--- START ---

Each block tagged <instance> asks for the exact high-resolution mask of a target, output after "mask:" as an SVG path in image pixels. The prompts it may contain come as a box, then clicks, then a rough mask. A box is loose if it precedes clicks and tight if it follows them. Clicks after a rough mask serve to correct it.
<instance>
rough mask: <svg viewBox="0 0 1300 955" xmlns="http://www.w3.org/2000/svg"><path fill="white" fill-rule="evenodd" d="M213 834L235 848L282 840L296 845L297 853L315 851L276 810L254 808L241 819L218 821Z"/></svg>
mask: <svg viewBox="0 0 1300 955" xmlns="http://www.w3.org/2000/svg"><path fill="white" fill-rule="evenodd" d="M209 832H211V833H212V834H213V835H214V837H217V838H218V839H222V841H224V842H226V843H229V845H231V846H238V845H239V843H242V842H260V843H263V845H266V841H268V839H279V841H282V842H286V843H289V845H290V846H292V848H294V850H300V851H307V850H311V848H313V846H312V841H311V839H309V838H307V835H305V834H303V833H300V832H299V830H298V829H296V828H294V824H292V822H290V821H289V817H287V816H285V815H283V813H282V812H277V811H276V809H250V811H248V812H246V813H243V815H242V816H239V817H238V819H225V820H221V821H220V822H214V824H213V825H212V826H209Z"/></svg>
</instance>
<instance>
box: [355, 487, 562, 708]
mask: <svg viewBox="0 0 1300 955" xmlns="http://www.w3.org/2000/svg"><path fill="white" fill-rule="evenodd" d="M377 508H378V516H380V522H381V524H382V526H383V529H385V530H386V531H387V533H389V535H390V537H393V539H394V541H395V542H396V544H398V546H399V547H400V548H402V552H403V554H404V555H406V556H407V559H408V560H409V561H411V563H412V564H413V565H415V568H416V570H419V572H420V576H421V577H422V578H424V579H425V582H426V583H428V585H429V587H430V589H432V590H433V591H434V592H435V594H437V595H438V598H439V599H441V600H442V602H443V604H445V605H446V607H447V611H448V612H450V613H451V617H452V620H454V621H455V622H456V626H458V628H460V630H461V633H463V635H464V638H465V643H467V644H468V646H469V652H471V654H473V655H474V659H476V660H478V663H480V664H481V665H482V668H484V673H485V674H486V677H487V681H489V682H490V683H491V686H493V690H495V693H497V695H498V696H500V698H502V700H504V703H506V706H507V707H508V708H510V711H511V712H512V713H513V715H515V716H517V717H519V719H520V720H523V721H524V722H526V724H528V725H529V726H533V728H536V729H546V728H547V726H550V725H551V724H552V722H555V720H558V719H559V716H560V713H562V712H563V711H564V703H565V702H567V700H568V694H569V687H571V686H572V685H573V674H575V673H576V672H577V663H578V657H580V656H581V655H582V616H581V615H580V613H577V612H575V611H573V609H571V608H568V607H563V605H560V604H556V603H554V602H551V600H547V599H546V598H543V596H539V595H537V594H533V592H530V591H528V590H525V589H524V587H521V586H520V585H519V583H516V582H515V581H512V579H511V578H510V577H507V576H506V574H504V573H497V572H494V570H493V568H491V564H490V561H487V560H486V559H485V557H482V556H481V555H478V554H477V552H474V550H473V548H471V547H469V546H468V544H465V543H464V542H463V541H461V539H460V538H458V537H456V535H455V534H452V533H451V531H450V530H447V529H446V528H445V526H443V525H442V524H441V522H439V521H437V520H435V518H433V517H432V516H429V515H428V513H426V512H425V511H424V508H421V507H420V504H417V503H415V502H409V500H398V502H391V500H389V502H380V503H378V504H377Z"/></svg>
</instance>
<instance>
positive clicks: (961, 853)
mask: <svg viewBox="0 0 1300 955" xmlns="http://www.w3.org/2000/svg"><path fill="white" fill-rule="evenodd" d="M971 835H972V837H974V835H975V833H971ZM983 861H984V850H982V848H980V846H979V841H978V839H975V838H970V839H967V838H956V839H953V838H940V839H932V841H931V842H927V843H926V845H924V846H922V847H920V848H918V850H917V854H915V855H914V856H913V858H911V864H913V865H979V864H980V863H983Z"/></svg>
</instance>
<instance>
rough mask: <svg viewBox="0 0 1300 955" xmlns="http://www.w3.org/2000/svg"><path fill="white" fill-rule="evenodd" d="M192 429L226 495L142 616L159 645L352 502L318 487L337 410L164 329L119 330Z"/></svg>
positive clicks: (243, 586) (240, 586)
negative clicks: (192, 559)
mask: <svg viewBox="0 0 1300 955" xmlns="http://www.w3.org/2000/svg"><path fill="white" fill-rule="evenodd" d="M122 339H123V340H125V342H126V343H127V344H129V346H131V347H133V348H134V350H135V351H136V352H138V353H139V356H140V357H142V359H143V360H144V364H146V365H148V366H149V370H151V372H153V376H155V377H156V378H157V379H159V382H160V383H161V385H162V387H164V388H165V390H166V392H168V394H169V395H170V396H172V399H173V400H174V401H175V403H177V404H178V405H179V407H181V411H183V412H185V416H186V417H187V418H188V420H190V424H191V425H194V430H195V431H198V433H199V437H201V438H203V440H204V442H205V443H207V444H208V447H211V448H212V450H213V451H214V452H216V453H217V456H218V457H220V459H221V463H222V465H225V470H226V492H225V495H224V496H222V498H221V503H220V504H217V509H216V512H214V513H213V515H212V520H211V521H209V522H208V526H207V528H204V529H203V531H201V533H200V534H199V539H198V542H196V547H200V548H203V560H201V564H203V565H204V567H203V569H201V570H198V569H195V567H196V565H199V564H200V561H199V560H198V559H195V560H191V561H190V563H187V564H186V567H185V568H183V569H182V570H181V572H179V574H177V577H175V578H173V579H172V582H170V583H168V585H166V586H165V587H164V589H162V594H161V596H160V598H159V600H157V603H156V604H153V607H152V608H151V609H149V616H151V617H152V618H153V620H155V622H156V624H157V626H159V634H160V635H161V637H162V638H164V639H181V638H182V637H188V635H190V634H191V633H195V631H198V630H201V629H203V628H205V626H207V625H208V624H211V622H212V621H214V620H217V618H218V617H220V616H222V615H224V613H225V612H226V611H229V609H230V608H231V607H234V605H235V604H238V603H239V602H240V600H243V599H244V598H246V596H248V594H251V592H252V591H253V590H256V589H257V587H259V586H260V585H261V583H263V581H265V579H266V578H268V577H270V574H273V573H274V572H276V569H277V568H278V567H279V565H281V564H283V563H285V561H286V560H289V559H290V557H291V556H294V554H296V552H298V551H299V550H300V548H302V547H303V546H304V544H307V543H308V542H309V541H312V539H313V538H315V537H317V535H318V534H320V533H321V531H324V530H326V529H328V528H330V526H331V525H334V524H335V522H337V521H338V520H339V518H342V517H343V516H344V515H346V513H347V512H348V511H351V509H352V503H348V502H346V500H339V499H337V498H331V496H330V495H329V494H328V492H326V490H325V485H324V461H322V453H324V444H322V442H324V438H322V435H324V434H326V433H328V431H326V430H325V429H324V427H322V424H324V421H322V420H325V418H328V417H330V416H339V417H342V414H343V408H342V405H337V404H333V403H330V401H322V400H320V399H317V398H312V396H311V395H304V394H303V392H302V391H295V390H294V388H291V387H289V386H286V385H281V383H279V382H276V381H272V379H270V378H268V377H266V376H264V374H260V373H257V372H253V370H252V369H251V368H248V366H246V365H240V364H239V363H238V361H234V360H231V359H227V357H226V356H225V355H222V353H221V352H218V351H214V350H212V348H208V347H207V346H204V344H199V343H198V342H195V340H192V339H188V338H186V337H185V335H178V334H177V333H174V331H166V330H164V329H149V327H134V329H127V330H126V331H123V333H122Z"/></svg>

--- END ---

YOUR GOAL: Reproduce the listing in full. Change nothing.

TASK RESULT:
Each block tagged <instance> asks for the exact high-resolution mask of a target, output after "mask:" as an SVG path in image pixels. The prompts it may contain come as a box, then clicks, then a rough mask. A box is loose if it precedes clicks and tight if it follows them. Clicks after a rough mask serve to correct it.
<instance>
rough mask: <svg viewBox="0 0 1300 955" xmlns="http://www.w3.org/2000/svg"><path fill="white" fill-rule="evenodd" d="M213 834L235 848L282 840L296 845L297 853L315 851L276 810L254 808L241 819L218 821Z"/></svg>
mask: <svg viewBox="0 0 1300 955" xmlns="http://www.w3.org/2000/svg"><path fill="white" fill-rule="evenodd" d="M209 832H211V833H212V834H213V835H214V837H217V838H218V839H222V841H224V842H226V843H229V845H231V846H238V845H239V843H242V842H260V843H263V845H266V841H268V839H279V841H282V842H286V843H289V845H290V846H292V848H294V850H300V851H307V850H311V848H313V846H312V841H311V839H309V838H307V835H305V834H303V833H300V832H299V830H298V829H296V828H294V824H292V822H290V821H289V817H287V816H285V815H283V813H282V812H277V811H276V809H250V811H248V812H246V813H243V815H242V816H239V817H238V819H225V820H221V821H220V822H214V824H213V825H212V826H209Z"/></svg>
</instance>
<instance>
box: [355, 487, 562, 708]
mask: <svg viewBox="0 0 1300 955" xmlns="http://www.w3.org/2000/svg"><path fill="white" fill-rule="evenodd" d="M377 508H378V516H380V522H381V524H382V526H383V529H385V530H386V531H387V533H389V535H390V537H393V539H394V541H395V542H396V544H398V546H399V547H400V548H402V552H403V554H404V555H406V556H407V559H408V560H409V561H411V563H412V564H413V565H415V568H416V570H419V572H420V576H421V577H422V578H424V579H425V582H426V583H428V585H429V587H430V589H432V590H433V591H434V592H435V594H437V595H438V598H439V599H441V600H442V602H443V604H445V605H446V607H447V611H448V612H450V613H451V617H452V620H454V621H455V622H456V626H458V628H460V630H461V633H463V635H464V638H465V643H467V644H468V646H469V652H471V654H473V655H474V659H476V660H478V663H480V664H481V665H482V668H484V673H485V674H486V677H487V681H489V682H490V683H491V686H493V690H495V693H497V695H498V696H500V698H502V700H504V703H506V706H507V707H508V708H510V711H511V712H512V713H513V715H515V716H517V717H519V719H520V720H523V721H524V722H526V724H528V725H529V726H533V728H536V729H546V728H547V726H550V725H551V724H552V722H555V720H558V719H559V716H560V713H562V712H563V711H564V703H565V702H567V700H568V694H569V687H571V686H572V685H573V674H575V673H576V672H577V663H578V657H580V656H581V655H582V616H581V615H580V613H577V612H575V611H573V609H571V608H568V607H563V605H560V604H556V603H554V602H551V600H547V599H546V598H543V596H539V595H537V594H533V592H530V591H528V590H525V589H524V587H521V586H520V585H519V583H516V582H515V581H512V579H511V578H510V577H507V576H506V574H504V573H497V572H494V570H493V568H491V564H490V561H487V560H486V559H485V557H482V556H481V555H478V554H477V552H474V550H473V548H471V547H469V546H468V544H465V543H464V542H463V541H461V539H460V538H458V537H456V535H455V534H452V533H451V531H450V530H447V529H446V528H445V526H443V525H442V524H441V522H439V521H437V520H435V518H433V517H432V516H429V515H428V513H426V512H425V511H424V508H421V507H420V504H417V503H415V502H409V500H398V502H391V500H389V502H380V503H378V504H377Z"/></svg>
</instance>
<instance>
positive clicks: (961, 853)
mask: <svg viewBox="0 0 1300 955" xmlns="http://www.w3.org/2000/svg"><path fill="white" fill-rule="evenodd" d="M971 835H972V837H974V835H975V833H971ZM983 861H984V850H982V848H980V846H979V841H978V839H975V838H970V839H967V838H956V839H953V838H940V839H932V841H931V842H927V843H926V845H924V846H922V847H920V848H918V850H917V854H915V855H914V856H913V858H911V864H913V865H979V864H980V863H983Z"/></svg>
</instance>
<instance>
rough mask: <svg viewBox="0 0 1300 955" xmlns="http://www.w3.org/2000/svg"><path fill="white" fill-rule="evenodd" d="M192 429L226 495L142 616L159 645L352 502L318 487L337 410L164 329L119 330Z"/></svg>
positive clicks: (243, 586) (240, 586)
negative clicks: (192, 559)
mask: <svg viewBox="0 0 1300 955" xmlns="http://www.w3.org/2000/svg"><path fill="white" fill-rule="evenodd" d="M122 339H123V340H125V342H126V343H127V344H129V346H131V347H133V348H134V350H135V351H136V352H138V353H139V356H140V357H142V359H143V360H144V364H146V365H148V366H149V370H151V372H153V376H155V377H156V378H157V379H159V382H160V383H161V385H162V387H164V388H165V390H166V392H168V394H169V395H170V396H172V399H173V400H174V401H175V403H177V404H178V405H179V407H181V411H183V412H185V416H186V417H187V418H188V420H190V424H191V425H194V430H195V431H198V433H199V437H201V438H203V440H204V442H205V443H207V444H208V447H211V448H212V450H213V451H214V452H216V453H217V456H218V457H220V459H221V463H222V465H225V470H226V492H225V495H224V496H222V498H221V503H220V504H217V509H216V512H214V513H213V515H212V520H211V521H209V522H208V526H207V528H204V529H203V531H201V533H200V534H199V539H198V542H196V547H200V548H203V560H201V564H203V565H204V567H203V569H201V570H198V569H195V567H196V565H199V564H200V561H199V560H198V559H195V560H191V561H190V563H187V564H186V567H185V568H183V569H182V570H181V572H179V574H177V577H175V578H173V579H172V582H170V583H168V585H166V586H165V587H164V589H162V594H161V596H160V598H159V600H157V603H156V604H153V607H152V608H151V609H149V616H151V617H152V618H153V620H155V622H156V624H157V626H159V634H160V635H161V637H162V638H164V639H181V638H182V637H188V635H190V634H191V633H195V631H198V630H201V629H203V628H205V626H207V625H208V624H211V622H212V621H214V620H217V618H218V617H220V616H222V615H224V613H225V612H226V611H229V609H230V608H231V607H234V605H235V604H238V603H239V602H240V600H243V599H244V598H246V596H248V594H251V592H252V591H253V590H256V589H257V587H259V586H260V585H261V583H263V581H265V579H266V578H268V577H270V574H273V573H274V572H276V569H277V568H278V567H279V565H281V564H283V563H285V561H286V560H289V559H290V557H291V556H294V554H296V552H298V551H299V550H300V548H302V547H303V546H304V544H307V543H308V542H309V541H312V539H313V538H315V537H317V535H318V534H320V533H321V531H324V530H326V529H328V528H330V526H331V525H334V524H335V522H337V521H338V520H339V518H342V517H343V516H344V515H346V513H347V512H348V511H351V509H352V503H348V502H346V500H339V499H337V498H331V496H330V495H329V494H328V492H326V490H325V485H324V461H322V453H324V444H322V442H324V438H322V435H324V434H326V433H328V431H326V430H325V429H324V427H322V424H324V421H322V420H325V418H328V417H330V416H339V417H342V414H343V408H342V405H337V404H333V403H330V401H322V400H320V399H317V398H312V396H311V395H304V394H303V392H302V391H295V390H294V388H291V387H289V386H286V385H281V383H279V382H276V381H272V379H270V378H268V377H266V376H264V374H260V373H257V372H253V370H252V369H251V368H248V366H246V365H240V364H239V363H238V361H234V360H231V359H227V357H226V356H225V355H222V353H221V352H218V351H214V350H212V348H208V347H207V346H204V344H199V343H198V342H195V340H192V339H188V338H186V337H185V335H178V334H177V333H174V331H166V330H164V329H149V327H134V329H127V330H126V331H123V333H122Z"/></svg>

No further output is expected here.